● PROBLEM
Identify each line in the data below that contains the word "wearing", and copy every such line in full.

● THE DATA
————
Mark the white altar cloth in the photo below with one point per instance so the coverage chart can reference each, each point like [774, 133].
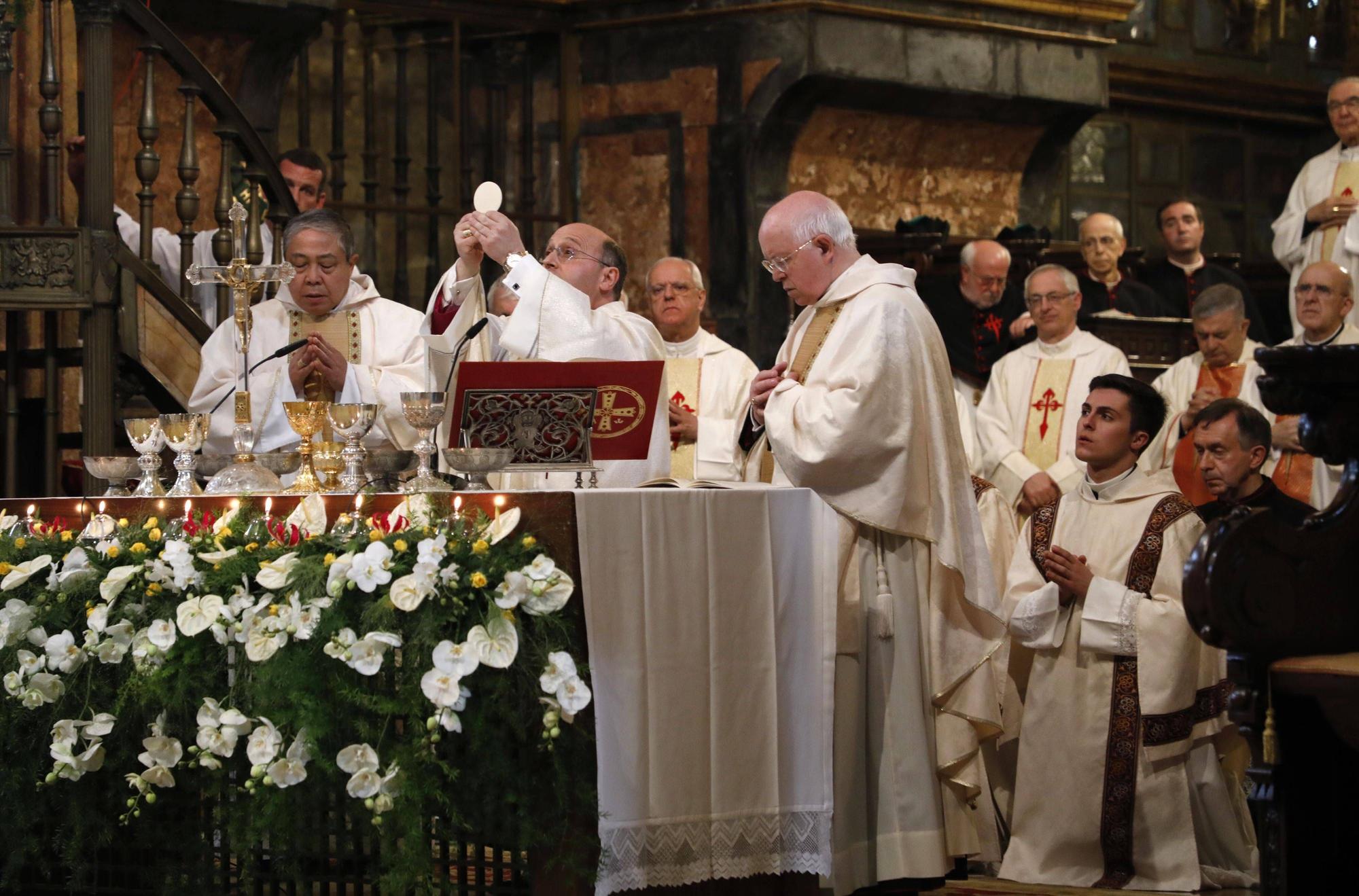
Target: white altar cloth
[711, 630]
————
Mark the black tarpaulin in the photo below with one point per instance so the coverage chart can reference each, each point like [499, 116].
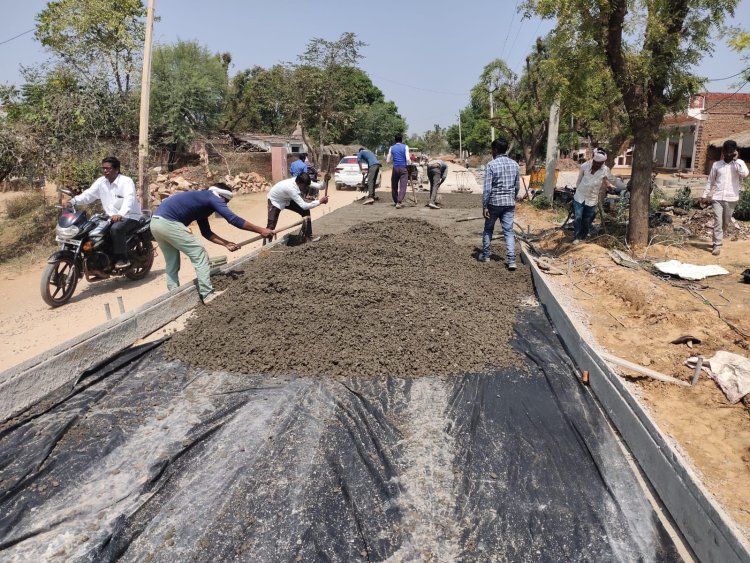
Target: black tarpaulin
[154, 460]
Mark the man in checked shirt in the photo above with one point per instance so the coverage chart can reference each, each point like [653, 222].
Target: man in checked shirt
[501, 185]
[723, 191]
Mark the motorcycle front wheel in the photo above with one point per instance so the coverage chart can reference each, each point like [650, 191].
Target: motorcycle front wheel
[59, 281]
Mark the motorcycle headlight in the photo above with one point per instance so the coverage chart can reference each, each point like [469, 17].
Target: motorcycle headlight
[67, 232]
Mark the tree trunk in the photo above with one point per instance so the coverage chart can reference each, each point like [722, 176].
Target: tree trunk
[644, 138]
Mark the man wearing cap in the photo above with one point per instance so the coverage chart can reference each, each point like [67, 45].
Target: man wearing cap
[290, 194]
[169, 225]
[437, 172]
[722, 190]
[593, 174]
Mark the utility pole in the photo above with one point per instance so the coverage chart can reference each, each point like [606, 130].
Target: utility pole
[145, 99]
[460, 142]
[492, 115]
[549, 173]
————
● TASK RESULT
Mark the man wearing cap in the photo above with one point per instance so the coverage chart can reference each, each point like [67, 45].
Target: man wearing cap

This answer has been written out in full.